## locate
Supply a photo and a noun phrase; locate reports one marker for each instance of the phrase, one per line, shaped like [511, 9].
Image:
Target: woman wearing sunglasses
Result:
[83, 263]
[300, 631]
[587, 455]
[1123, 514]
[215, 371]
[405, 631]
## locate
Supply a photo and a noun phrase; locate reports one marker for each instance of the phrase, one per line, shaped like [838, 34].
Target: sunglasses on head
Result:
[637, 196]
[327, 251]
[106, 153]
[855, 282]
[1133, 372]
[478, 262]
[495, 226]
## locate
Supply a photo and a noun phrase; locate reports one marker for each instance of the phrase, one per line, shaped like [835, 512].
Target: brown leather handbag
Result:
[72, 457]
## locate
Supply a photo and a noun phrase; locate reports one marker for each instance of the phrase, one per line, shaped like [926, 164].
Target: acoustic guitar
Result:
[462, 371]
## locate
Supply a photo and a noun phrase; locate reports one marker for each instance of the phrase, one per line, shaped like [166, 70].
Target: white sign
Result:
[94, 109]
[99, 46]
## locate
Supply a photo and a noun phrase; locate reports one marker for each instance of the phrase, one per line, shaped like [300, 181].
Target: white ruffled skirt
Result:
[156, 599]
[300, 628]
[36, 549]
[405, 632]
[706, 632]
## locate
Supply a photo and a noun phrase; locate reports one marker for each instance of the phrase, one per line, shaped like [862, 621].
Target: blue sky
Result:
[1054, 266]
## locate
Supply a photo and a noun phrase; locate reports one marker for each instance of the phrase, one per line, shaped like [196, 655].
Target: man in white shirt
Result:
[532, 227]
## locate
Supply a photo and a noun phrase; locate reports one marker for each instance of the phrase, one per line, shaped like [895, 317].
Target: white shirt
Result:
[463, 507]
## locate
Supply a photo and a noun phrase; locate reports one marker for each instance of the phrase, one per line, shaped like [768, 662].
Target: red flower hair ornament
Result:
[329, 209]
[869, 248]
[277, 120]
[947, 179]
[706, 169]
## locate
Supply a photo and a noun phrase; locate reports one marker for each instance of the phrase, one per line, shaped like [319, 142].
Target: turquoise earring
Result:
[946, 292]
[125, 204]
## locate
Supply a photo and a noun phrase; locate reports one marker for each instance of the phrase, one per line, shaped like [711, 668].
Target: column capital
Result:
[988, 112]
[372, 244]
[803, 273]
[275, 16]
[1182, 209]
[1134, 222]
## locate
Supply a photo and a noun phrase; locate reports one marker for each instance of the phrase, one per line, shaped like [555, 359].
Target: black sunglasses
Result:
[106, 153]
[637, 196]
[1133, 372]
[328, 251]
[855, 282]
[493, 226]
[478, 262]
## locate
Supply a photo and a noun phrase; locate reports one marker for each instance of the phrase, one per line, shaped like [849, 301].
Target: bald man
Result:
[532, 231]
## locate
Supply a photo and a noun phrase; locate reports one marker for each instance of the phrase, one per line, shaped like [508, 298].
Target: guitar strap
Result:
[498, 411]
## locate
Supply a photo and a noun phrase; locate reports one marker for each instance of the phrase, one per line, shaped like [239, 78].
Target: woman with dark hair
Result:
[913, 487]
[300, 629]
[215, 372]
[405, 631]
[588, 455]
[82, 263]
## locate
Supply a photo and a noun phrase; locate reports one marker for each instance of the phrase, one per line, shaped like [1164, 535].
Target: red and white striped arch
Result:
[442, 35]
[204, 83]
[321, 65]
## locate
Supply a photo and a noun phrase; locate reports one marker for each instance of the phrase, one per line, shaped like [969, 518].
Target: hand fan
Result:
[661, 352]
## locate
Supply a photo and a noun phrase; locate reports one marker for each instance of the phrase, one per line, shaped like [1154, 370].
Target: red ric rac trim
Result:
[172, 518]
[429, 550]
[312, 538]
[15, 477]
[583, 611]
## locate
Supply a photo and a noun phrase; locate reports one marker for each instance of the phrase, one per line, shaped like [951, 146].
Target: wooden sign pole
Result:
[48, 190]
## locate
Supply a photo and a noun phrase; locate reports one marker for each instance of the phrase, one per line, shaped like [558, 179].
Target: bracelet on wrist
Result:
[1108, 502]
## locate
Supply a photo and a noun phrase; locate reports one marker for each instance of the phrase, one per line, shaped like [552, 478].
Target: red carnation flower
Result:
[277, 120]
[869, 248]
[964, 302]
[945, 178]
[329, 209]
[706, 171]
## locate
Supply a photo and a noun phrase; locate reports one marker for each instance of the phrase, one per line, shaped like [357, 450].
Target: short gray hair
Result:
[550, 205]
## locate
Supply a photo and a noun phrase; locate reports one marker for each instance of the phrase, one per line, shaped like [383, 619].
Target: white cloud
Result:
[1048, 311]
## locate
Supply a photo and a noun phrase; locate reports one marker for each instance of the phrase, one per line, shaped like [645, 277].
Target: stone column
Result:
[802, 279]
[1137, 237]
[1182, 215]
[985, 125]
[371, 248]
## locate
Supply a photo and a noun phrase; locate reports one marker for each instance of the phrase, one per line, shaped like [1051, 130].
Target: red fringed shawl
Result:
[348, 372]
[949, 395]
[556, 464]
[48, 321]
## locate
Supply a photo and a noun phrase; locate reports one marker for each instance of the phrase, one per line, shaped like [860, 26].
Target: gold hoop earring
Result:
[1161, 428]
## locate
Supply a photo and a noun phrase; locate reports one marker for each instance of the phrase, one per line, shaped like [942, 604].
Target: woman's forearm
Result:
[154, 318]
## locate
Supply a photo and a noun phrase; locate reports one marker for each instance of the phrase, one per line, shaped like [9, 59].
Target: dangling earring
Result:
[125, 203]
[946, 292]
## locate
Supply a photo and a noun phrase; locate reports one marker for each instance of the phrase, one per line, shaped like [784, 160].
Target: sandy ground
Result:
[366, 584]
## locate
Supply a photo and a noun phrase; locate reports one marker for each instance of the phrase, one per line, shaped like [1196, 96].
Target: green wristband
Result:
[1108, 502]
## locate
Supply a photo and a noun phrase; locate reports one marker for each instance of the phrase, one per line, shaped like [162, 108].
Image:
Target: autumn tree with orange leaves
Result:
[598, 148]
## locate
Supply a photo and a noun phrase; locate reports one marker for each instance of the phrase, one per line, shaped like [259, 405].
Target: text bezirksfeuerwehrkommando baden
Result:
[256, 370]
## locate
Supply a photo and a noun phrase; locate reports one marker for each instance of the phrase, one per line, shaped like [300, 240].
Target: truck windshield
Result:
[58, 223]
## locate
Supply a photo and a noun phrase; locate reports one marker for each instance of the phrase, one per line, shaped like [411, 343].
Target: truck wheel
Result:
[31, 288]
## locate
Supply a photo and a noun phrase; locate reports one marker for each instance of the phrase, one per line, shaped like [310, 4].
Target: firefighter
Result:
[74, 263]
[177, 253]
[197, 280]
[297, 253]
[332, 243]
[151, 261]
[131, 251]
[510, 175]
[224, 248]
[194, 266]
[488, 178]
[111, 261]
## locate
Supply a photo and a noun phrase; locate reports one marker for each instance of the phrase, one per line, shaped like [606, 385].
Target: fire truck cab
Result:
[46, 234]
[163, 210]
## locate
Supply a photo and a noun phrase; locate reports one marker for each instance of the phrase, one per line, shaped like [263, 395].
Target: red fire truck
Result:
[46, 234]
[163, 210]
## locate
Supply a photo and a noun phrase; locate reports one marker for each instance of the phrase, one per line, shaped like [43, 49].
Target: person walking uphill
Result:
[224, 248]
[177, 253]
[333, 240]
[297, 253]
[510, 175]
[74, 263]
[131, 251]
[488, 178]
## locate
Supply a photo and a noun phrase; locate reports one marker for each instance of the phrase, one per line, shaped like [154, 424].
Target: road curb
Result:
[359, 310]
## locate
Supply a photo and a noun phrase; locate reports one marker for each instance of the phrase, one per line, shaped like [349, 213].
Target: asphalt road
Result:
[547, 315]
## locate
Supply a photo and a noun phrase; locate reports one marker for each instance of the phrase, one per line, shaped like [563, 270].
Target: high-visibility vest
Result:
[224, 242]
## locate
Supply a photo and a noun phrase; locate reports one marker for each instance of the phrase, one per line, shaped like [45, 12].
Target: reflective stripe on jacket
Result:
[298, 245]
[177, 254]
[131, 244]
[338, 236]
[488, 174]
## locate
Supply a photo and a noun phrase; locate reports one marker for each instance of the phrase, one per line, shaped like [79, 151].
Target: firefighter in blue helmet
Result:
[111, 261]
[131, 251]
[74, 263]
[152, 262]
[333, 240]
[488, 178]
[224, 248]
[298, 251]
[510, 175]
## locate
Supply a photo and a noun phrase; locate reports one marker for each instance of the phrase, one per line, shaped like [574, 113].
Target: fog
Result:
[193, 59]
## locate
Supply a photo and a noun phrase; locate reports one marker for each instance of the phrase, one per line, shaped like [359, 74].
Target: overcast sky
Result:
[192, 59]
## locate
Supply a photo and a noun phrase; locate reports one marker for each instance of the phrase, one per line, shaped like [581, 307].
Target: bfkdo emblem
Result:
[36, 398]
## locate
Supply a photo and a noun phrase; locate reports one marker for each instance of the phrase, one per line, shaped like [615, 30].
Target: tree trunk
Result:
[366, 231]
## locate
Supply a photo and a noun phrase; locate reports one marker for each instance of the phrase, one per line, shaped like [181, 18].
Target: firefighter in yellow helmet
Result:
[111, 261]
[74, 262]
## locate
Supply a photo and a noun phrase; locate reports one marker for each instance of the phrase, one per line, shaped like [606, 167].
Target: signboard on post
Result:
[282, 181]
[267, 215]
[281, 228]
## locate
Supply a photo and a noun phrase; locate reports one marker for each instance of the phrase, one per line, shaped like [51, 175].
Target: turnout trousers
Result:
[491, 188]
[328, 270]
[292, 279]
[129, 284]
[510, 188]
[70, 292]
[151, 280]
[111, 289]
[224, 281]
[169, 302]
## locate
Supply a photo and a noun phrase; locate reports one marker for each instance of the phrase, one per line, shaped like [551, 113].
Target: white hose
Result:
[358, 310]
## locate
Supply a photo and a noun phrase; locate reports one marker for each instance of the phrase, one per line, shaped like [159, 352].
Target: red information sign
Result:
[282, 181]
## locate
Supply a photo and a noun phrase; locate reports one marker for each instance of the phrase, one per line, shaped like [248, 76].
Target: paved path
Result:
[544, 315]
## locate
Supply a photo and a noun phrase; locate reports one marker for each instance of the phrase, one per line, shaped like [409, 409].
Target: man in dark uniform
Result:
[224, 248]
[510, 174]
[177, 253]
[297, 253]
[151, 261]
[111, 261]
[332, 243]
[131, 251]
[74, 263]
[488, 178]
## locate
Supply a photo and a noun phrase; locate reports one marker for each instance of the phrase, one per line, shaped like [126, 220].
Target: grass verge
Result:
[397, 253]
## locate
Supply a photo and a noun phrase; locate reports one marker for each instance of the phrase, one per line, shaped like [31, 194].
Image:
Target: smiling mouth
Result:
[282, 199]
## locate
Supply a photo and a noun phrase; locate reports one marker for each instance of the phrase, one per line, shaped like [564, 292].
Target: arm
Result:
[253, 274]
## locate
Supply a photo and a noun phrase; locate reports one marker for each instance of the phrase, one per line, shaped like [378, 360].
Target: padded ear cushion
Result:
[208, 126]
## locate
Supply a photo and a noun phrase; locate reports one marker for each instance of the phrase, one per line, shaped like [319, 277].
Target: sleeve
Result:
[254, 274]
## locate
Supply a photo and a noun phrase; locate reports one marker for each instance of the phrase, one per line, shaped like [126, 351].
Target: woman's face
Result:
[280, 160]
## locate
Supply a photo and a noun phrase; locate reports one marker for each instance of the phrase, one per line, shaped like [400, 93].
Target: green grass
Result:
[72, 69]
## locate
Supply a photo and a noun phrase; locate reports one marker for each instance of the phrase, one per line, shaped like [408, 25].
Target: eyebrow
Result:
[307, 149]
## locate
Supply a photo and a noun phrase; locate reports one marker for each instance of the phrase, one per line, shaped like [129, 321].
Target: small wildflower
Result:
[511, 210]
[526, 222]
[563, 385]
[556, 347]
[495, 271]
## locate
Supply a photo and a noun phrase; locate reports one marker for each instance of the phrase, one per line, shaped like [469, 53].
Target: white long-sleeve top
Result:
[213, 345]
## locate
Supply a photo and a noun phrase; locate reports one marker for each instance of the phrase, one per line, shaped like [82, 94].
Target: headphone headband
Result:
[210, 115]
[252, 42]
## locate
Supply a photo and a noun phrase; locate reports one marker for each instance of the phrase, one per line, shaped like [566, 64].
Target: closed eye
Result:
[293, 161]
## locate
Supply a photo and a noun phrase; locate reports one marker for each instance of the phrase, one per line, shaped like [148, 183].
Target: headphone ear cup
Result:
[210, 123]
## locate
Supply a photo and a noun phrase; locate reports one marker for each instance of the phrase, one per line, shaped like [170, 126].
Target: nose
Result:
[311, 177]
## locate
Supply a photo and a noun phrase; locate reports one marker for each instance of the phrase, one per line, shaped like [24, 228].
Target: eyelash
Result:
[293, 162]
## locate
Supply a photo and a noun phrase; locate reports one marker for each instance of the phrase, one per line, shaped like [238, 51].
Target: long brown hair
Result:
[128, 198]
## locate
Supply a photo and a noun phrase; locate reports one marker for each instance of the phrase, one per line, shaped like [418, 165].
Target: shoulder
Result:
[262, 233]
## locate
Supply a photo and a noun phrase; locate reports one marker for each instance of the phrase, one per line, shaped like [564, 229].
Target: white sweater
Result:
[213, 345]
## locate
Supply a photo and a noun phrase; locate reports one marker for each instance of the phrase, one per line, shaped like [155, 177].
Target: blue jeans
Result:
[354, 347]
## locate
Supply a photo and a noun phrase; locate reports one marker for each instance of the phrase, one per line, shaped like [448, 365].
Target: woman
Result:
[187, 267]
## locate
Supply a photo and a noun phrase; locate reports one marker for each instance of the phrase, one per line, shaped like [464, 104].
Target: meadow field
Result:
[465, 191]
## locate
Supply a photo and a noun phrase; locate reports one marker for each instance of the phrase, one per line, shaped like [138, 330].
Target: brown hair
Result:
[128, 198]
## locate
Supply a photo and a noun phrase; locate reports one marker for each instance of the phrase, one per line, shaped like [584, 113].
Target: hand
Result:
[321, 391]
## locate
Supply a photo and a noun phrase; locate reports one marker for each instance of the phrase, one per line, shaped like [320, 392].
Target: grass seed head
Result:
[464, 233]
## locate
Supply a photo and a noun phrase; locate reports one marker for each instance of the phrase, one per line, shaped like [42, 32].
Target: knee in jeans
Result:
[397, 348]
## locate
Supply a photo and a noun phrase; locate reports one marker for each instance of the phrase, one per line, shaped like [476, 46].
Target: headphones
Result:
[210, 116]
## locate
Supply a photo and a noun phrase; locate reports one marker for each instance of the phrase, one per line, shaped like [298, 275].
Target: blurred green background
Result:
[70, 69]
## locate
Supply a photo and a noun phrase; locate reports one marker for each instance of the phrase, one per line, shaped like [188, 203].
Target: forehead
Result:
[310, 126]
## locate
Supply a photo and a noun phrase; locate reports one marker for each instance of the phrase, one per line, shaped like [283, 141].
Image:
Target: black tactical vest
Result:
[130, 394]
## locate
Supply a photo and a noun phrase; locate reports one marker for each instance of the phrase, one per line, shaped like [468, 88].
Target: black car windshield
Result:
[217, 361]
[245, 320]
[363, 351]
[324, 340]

——————

* _EXERCISE AIM_: Find every line in the records above that contains the string "blue", matching case exactly, and copy each of those lines in full.

* _ANSWER TO THE EXERCISE_:
Target: blue sky
Target: firefighter in blue helmet
Target: blue jeans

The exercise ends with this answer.